WORK TO BE COMPLETED>
Please reproduce the data below exactly, from the first line to the last.

SUPPLIED MATERIAL>
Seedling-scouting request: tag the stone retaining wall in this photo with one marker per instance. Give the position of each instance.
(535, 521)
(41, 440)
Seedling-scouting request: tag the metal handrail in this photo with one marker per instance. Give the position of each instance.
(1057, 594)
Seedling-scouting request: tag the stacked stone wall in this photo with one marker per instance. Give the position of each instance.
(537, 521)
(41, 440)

WRITTEN REPLY>
Seedling-scouting request: tag the stone retaining wall in this photo with one marker per instance. Give the position of each instance.
(535, 521)
(41, 440)
Seedling-scouting request: tag the metal handrail in this photo with one marker per instance. Give the position of each instance.
(1057, 594)
Seedling-scouting request: tag the stacked stone wall in this photo with one marker per instance. Give the position of each instance.
(537, 521)
(41, 440)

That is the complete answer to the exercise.